| Entries for pointing at labeled objects |
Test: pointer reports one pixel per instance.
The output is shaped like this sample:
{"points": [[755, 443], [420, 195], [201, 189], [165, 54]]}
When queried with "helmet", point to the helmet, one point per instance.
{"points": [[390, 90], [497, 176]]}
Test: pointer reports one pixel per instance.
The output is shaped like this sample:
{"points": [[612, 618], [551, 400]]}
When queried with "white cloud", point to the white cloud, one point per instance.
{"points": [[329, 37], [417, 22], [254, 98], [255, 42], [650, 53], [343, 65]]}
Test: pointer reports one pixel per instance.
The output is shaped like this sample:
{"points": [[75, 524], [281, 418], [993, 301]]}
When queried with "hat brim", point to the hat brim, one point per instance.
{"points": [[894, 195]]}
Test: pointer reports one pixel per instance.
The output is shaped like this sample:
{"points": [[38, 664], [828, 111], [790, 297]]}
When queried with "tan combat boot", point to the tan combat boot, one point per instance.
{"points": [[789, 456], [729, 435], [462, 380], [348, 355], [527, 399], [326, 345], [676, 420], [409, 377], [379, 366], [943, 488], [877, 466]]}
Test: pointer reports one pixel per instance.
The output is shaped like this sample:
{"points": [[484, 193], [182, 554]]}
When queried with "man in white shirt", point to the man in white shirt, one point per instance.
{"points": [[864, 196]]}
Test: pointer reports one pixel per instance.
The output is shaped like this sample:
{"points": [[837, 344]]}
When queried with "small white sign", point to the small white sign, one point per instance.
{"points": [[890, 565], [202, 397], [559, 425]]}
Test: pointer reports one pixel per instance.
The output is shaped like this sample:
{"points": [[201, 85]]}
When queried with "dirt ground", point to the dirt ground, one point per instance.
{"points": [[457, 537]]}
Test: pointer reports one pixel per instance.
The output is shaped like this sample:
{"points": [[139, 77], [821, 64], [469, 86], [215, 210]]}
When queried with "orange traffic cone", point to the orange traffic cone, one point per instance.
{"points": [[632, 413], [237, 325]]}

| What is expected |
Copy every line of the data above word for word, changing nothing.

| Worked answer |
Test: pointer reports one pixel per instance.
The output is shaped like this sample:
{"points": [[755, 443], [420, 195], [201, 189], [165, 54]]}
When queried with "helmet", point to the helmet, one point per instance.
{"points": [[390, 90], [497, 176]]}
Test: pointer reports one pixel per instance.
The output is shaped like this sample:
{"points": [[612, 618], [551, 400]]}
When queried with "white cloud", point to the white cloud, one point per instance.
{"points": [[329, 37], [417, 22], [254, 98], [255, 42], [650, 53], [343, 65]]}
Test: pointer reports one pixel per instance.
The output is shaped like this sample:
{"points": [[75, 524], [281, 418], [993, 301]]}
When queried with "hat brim", point to the hat brim, one point per instance.
{"points": [[894, 195]]}
Test: pointer reports one pixel per instance.
The output is shaped like this sample:
{"points": [[38, 664], [828, 111], [790, 297]]}
When queried with "tan combat boot", point to the tan combat boot, one point per instance.
{"points": [[789, 456], [729, 435], [462, 380], [348, 355], [527, 399], [326, 345], [676, 420], [409, 377], [379, 366], [943, 488], [877, 466]]}
Test: pointer reports one pixel per instance.
The output is shaped like this sample:
{"points": [[484, 193], [182, 554]]}
When queried with "man in white shirt", point to the man in white shirt, one point per instance.
{"points": [[864, 196]]}
Test: pointer reports one pixel per instance.
The output is shaped like this sample:
{"points": [[837, 344]]}
When queried with "small white sign", point to the small white sign, one point per instance.
{"points": [[890, 565], [202, 397], [559, 425]]}
Test: pointer reports one pixel per instance.
The output is shaped like this sample:
{"points": [[201, 85]]}
When queried with "dirt ground", point to the dirt ground, one point per instance.
{"points": [[457, 537]]}
Test: pointer reports one pixel per instance.
The output is shaped like this sample:
{"points": [[139, 77], [821, 64], [469, 86], [215, 210]]}
When queried with "orange traffic cone", point to the orange traffic cone, one point per instance.
{"points": [[632, 413], [237, 325]]}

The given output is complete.